= Mei Yi Foo =

Malaysian pianist

Mei Yi Foo (傅美兒 (Pò͘ Bí-jî, Fu6 Mei5 Ji4, Fù Měi'er), born 1980) is a Malaysian pianist who is currently based in London. She has been taught by musicians such as Yonty Solomon, Chris Elton and Alexander Satz.

She has played at the Royal Festival Hall, Finlandia Hall, Hong Kong City Hall, Wigmore Hall, Verona Filarmonica, Megaron Athens and the Zurich Kammerorchester Haus. Her teachers include Yonty Solomon, Christopher Elton and Alexander Satz at the Royal College and the Royal Academy of Music in London.

She was awarded the Maria Callas Grand Prix in 2008. In 2013, she won the Best Newcomer in the BBC Music Magazine Awards for her début disc, Musical Toys (Odradek Records), which featured works by Sofia Gubaidulina, Unsuk Chin and György Ligeti. Mei Yi was also awarded the medal of Setiawan Tuanku Muhriz in 2011.

→ **EXTRACTED DATA**
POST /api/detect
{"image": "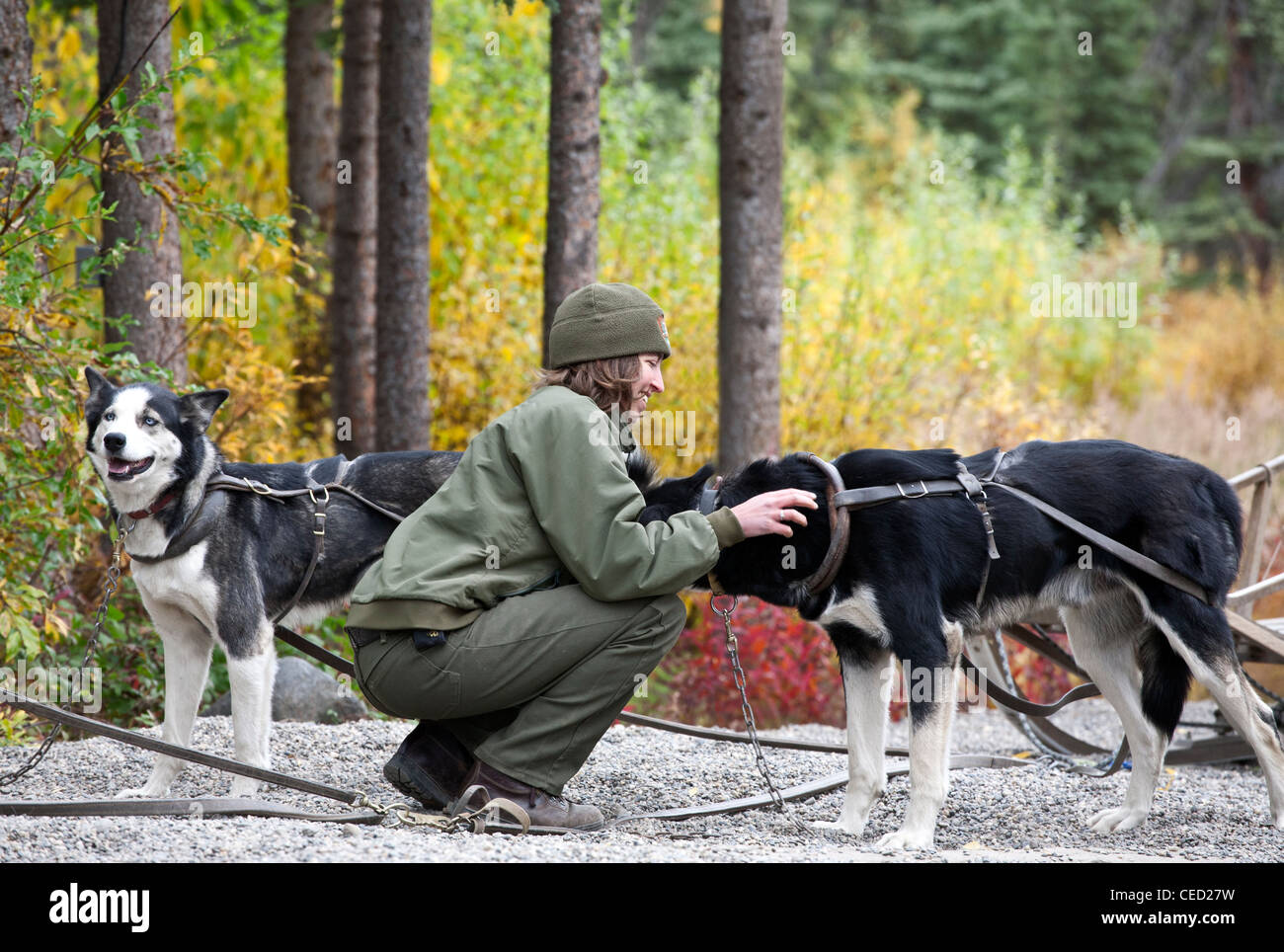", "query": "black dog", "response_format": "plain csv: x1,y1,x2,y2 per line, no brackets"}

85,367,462,797
641,440,1284,848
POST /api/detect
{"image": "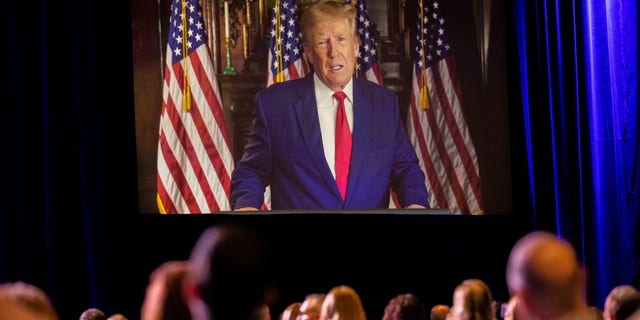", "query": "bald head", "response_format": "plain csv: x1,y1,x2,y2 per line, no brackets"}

507,231,586,316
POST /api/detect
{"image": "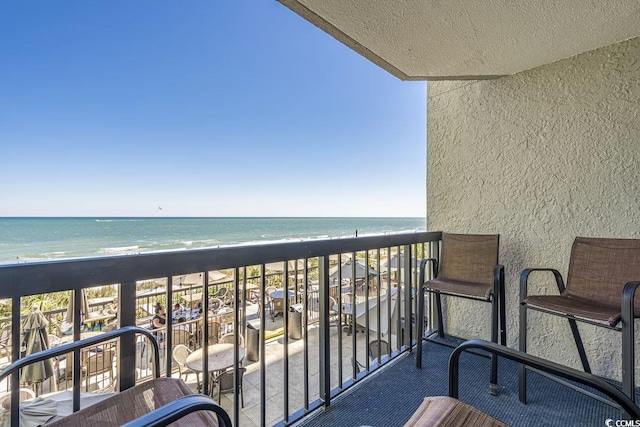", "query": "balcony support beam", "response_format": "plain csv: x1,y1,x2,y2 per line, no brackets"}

318,256,330,408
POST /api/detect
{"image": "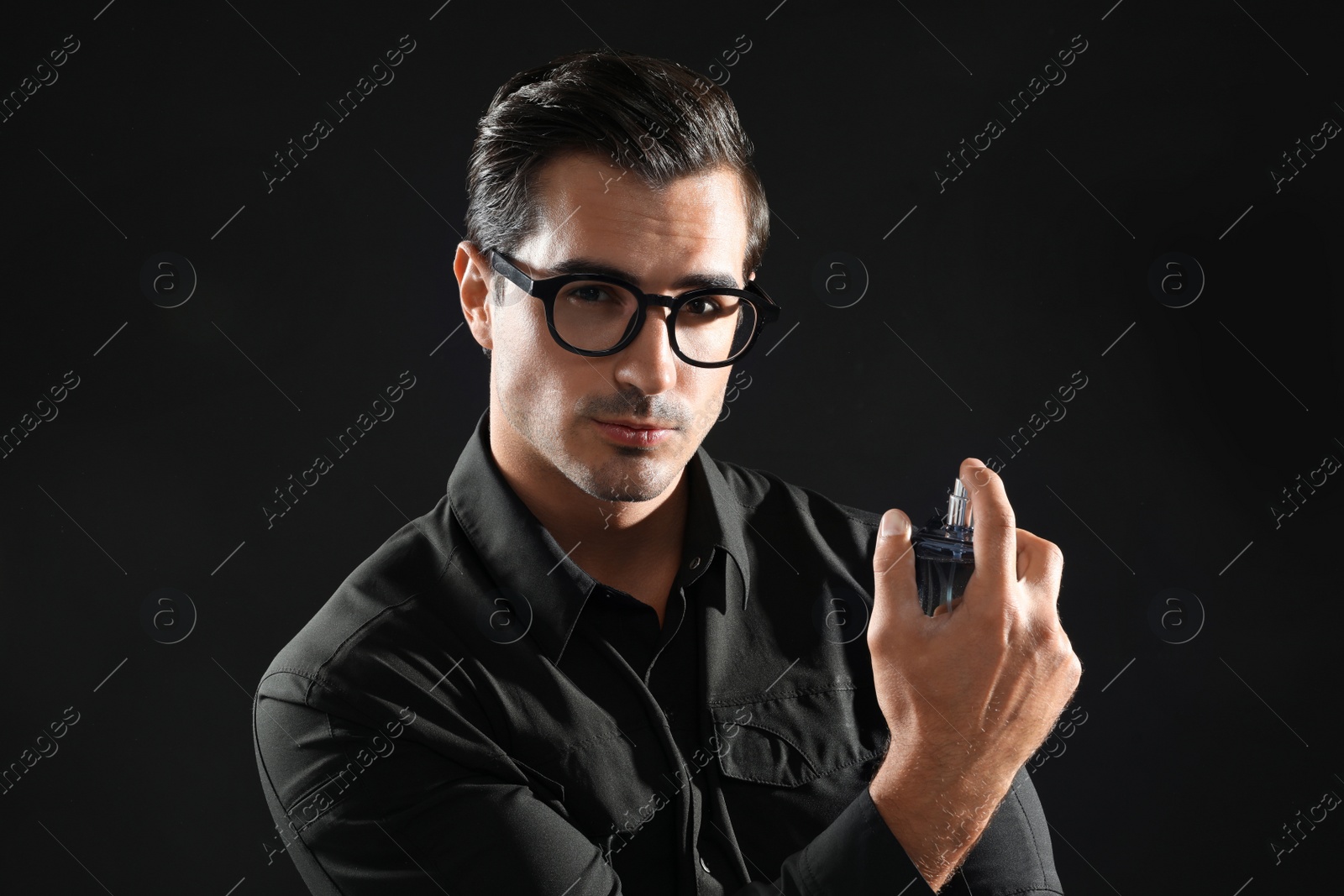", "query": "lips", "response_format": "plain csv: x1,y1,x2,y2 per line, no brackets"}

593,418,676,430
593,418,675,448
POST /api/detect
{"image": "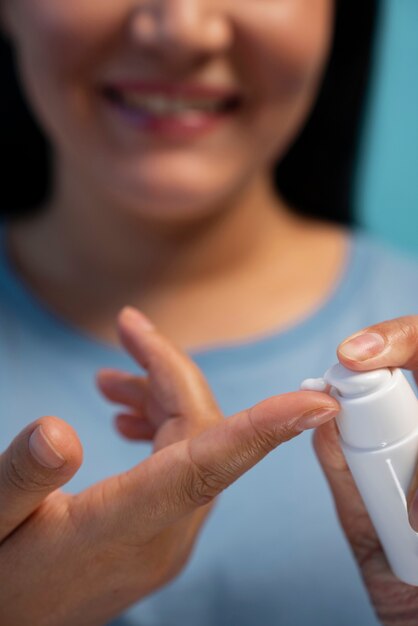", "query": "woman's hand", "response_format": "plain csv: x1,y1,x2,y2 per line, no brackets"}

0,309,339,626
314,316,418,626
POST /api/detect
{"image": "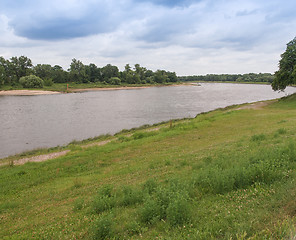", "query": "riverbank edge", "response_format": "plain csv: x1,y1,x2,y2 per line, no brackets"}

0,82,195,96
0,98,281,167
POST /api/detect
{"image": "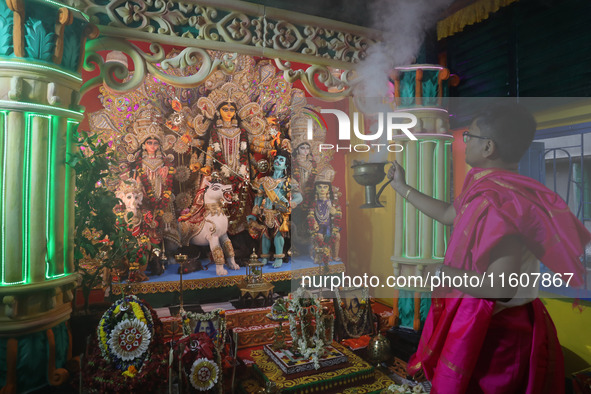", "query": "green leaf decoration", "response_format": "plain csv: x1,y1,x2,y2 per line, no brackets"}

→ **DIRECTIVES**
A: In two sentences, summarize the biography of pianist Mei Yi Foo.
B: Carry the biography of pianist Mei Yi Foo forward from its final paragraph.

→ **SOLVED TASKS**
A: Mei Yi Foo, born in 1980, is a Malaysian pianist based in London who has performed at venues including the Royal Festival Hall, Wigmore Hall and Finlandia Hall. Her honors include the Maria Callas Grand Prix in 2008, the medal of Setiawan Tuanku Muhriz in 2011, and the 2013 BBC Music Magazine Best Newcomer award for her début disc, Musical Toys.

B:
==Early life==
Born in Seremban, Negri Sembilan, Malaysia, Foo began music lessons at the age of four. After her early education at SRJK(C) Pei Hua and SMJK Chan Wa, she furthered her musical studies at the Wells Cathedral School, and then the Royal College of Music and the Royal Academy of Music.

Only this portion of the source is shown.